## Lista de tarefas
(A) Responda sim ou não a cada afirmação, conforme concorde ou não com o texto de origem, e cite literalmente as palavras do texto que decidem a resposta. (i) A planetarização é caracterizada pela influência política de nações sobre outras nações. (ii) A globalização relaciona-se à cultura e às artes. (iii) René Dreifuss destaca que o tripé bancário alavanca os movimentos empresariais de globalização.
(B) Conte as linhas que contêm a palavra "white", levando em conta maiúsculas e minúsculas, e responda apenas com o número.

## Texto de origem
○ ○ ○ ○ ○ ○ ○

2. Capitalismo Atual
2.1 Globalização, Planetarização e Mundialização.
A revolução cibernética das tecnologias de informação e comunicação - associando computadores à fibra ótica, ao laser, etc -, não tem contribuído somente na modificação da economia mundial. Elas também tem provocado modificações culturais, alterando hábitos, comportamentos e valores no mundo todo. Alguns cientistas sociais compreendem esse processo sob três conceitos: globalização, mundialização e planetarização.
A globalização envolve elementos de produção e comercialização, relacionando-se à economia e às finanças. Sob este aspecto consideram-se as mudanças do processo produtivo resultantes da aplicação de métodos, meios e recursos que ultrapassam os limites nacionais. Na base desse processo estão grandes corporações interagindo nos grandes mercados em movimentos de "fusão" ou "fissão" - conforme figura retomada por Aluísio Pimenta - , uma vez que ocorrem lances em que várias empresas se fundem em uma só ou uma grande empresa se divide em várias unidades. (22) O tripé bancário dos fundos de pensão, fundos mútuos e seguradoras alavanca esses movimentos empresariais de globalização, como destaca René Dreifuss (23).
A planetarização, por sua vez, é caracterizada pela influência política de nações sobre outras nações. O desenvolvimento tecnológico e de processamento de informação ampliaram as influências políticas internacionais, gerando um poder de alcance planetário, atingindo Estados e sociedades, nas quais novas formas de controle ultrapassam fronteiras com diversificadas formas de influência entre países e comunidades. As pressões internacionais contra os testes nucleares franceses, indianos e paquistaneses, realizados recentemente, são um exemplo disso. Conforme Dreifuss,
"...a planetarização trata, por um lado, de vínculos expressos na trama de organizações transnacionais e de instituições (parlamentos e conselhos) supranacionais, que fazem parte do novo tecido 'político' e de gestão, e dá outro significado à noção de pertencer, resignificando a multiplicidade de inserções sociais e nacionais. Além disso, ela sublinha a qualidade dos vínculos políticos, culturais e sociais que atravessam estados-nações e permeiam sociedades nacionais diversas, enquanto modelam, irradiam e imprimem profundas mudanças perceptivas e de comportamento transocietárias. Essas mudanças afetam a formulação e os métodos de ação dos governos e dos grupos politicamente organizados, além de incidir no funcionamento das estruturas sociais e institucionais vigentes. São explicitadas como cortes e redesenhos nas relações de poder internas... dos países, e como reformulação das relações internacionais." (24)

○ ○ ○ ○ ○ ○ ○

## Material fornecido
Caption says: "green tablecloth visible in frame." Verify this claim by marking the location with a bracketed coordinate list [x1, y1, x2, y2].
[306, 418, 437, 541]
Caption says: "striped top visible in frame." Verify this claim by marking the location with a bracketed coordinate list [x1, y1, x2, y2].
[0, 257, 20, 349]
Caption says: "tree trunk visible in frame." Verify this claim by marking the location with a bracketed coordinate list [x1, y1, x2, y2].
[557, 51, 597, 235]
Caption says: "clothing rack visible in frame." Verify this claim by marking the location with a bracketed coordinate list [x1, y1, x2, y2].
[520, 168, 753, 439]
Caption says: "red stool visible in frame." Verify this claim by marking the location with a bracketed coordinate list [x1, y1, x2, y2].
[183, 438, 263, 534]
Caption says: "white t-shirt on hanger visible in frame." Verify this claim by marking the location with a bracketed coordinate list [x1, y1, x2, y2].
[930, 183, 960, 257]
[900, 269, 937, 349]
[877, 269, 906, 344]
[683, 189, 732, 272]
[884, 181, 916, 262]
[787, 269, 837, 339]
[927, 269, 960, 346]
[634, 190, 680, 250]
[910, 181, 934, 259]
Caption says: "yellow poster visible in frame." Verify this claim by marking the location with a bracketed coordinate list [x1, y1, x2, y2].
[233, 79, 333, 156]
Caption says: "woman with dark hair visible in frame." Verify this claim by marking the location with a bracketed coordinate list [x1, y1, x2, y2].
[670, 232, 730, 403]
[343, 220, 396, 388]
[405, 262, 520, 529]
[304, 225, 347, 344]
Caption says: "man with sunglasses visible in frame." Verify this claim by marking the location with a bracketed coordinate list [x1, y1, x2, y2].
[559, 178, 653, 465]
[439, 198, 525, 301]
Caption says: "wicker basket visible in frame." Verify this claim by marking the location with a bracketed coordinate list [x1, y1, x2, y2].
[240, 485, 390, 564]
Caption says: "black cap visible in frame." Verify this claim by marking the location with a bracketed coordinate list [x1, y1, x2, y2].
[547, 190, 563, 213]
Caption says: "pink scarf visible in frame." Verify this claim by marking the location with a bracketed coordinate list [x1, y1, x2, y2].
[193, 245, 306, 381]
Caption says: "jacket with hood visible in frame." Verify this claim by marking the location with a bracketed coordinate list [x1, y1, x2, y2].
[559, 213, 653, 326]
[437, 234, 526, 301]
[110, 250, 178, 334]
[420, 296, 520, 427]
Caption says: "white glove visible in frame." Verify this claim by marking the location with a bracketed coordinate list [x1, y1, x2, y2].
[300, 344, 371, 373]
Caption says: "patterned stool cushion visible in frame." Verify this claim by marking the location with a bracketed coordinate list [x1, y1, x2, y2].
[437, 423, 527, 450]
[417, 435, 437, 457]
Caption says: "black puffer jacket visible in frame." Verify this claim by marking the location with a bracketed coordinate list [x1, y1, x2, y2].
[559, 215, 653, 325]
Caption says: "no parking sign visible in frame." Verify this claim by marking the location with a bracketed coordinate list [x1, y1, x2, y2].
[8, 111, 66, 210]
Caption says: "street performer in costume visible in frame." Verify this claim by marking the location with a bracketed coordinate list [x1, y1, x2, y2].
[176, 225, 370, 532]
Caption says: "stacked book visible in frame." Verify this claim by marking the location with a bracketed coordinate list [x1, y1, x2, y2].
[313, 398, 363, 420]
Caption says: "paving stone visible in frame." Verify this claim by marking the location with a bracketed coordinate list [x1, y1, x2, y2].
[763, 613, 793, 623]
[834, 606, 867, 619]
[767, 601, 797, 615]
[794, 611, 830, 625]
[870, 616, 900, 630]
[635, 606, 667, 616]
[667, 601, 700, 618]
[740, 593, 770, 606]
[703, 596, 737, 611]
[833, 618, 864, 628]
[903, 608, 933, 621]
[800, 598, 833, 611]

○ ○ ○ ○ ○ ○ ○

## Respostas
(A)
(i) Sim: "A planetarização, por sua vez, é caracterizada pela influência política de nações sobre outras nações."
(ii) Não: "relacionando-se à economia e às finanças."
(iii) Sim: "O tripé bancário dos fundos de pensão, fundos mútuos e seguradoras alavanca esses movimentos empresariais de globalização, como destaca René Dreifuss"

(B) 2